**Problem**
Return every line of the records below word for word, with the pictures left out.

Pointing records:
• • • • • • •

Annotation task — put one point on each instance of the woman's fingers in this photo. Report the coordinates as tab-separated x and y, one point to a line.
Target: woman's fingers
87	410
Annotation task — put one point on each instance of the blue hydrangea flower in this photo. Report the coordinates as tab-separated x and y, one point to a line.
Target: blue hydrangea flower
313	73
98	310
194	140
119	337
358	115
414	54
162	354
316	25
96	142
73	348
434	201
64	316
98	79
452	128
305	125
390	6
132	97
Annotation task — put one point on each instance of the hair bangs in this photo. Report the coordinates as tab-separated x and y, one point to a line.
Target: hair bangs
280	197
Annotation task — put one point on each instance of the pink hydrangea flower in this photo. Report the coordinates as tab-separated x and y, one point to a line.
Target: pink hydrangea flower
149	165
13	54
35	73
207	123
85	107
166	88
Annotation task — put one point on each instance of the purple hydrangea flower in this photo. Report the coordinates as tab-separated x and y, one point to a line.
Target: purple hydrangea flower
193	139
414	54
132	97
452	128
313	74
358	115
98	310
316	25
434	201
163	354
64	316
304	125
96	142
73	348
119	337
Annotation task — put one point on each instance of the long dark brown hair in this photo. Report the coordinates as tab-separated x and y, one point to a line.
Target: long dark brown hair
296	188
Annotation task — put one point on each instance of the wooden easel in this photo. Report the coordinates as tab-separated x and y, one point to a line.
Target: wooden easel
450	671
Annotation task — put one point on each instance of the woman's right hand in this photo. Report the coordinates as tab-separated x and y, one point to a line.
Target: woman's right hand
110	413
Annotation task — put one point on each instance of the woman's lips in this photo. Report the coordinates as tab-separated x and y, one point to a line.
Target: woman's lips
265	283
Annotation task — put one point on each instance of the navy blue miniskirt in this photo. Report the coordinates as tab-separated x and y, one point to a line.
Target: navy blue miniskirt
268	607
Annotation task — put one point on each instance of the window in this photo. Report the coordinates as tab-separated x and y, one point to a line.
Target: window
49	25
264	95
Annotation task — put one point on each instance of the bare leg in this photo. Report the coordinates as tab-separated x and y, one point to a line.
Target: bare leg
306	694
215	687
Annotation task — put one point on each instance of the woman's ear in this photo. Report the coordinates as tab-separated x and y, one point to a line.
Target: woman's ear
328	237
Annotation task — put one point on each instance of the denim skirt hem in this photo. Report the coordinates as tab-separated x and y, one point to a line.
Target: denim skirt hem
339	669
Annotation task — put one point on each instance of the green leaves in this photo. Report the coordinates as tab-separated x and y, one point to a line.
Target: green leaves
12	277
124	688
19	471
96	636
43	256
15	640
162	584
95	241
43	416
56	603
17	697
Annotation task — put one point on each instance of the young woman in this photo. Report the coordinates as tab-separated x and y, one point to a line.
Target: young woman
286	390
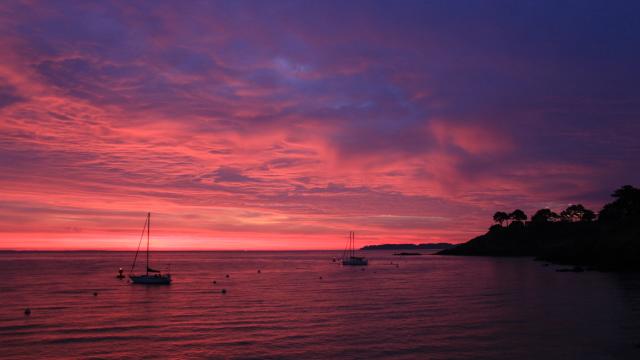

• • • • • • •

**Full output**
Annotation task — put one point on each instance of the woman's fingers in this photo. Report the coordinates as tab-separated x and y, one point to a line.
Target: woman's fingers
87	410
Annotation task — put one point on each instance of the blue hydrangea flower in this photo. Report the coordinates as tab-separated x and y, one point to a line.
Target: blue hydrangea flower
313	73
98	310
194	140
119	337
358	115
414	54
162	354
316	25
96	142
73	348
434	201
64	316
98	79
452	128
305	125
390	6
132	97
Annotation task — put one point on each instance of the hair bangs in this photo. Report the coordinates as tab-separated x and y, one point to a line.
Target: hair bangs
280	197
Annotation task — put one point on each instance of the pink hydrangea flower in this photo. Report the coordinates as tab-separated x and y, one point to a line.
Target: pink hydrangea flower
149	165
13	54
35	73
207	123
85	107
166	88
Annotation task — put one point on each instance of the purple hydrangea flower in this photo. Report the coordinates as tab-separated x and y, one point to a line.
Target: purple hydrangea flower
193	139
414	54
132	97
452	128
313	74
358	115
98	310
316	25
434	201
163	354
64	316
304	125
96	142
73	348
119	337
Annotation task — put one point on each instance of the long dark brown hair in this photo. Report the coordinates as tab-separated x and y, one point to a line.
Target: long dark brown hair
296	188
Annotation task — put one point on each instance of the wooden easel in this photo. Report the coordinates as tab-separated x and y, one point to a line.
Target: wooden easel
450	671
Annotation task — put one point on each instance of the woman's right hand in this photo. Report the coordinates as tab-separated x and y, one point to a line.
Target: woman's right hand
110	413
Annotation task — put one point on each instance of the woman's lips in this photo. Report the coordinates as tab-separated x and y, one point to a line.
Target: woman's lips
265	283
Annotation task — put one point on each instance of the navy blue miniskirt in this photo. Report the coordinates as tab-separated x and y, one point to a line.
Target: navy blue miniskirt
268	607
Annotation task — put one point on each instance of the window in this photo. Report the coordinates as tab-separated x and y, one point to a line.
Target: window
49	25
264	95
Annotation task — put one point on each instance of the bare leg in this photo. Report the coordinates as tab-separated x and y, one point to a line.
Target: bare leg
306	694
215	687
Annotation task — put one point on each instance of the woman's ear in this photo. Report the coordinates as tab-separated x and y, one point to a line.
Target: woman's ear
328	237
Annotation task — put one point on each instance of the denim skirt hem in this photo. Report the coordinates as tab-separated x and y, one point to a line.
Target: denim skirt hem
339	669
Annotation task — put one point on each instance of the green leaves in this photo. Report the coordinates as tab-separated x and y, one point to a line.
Target: green leaves
12	277
124	688
19	471
96	636
43	256
15	640
162	584
95	241
43	416
56	603
17	697
Annotation task — put one point on each instance of the young woman in this photo. Report the coordinates as tab-separated x and y, one point to a line.
Target: young woman
286	390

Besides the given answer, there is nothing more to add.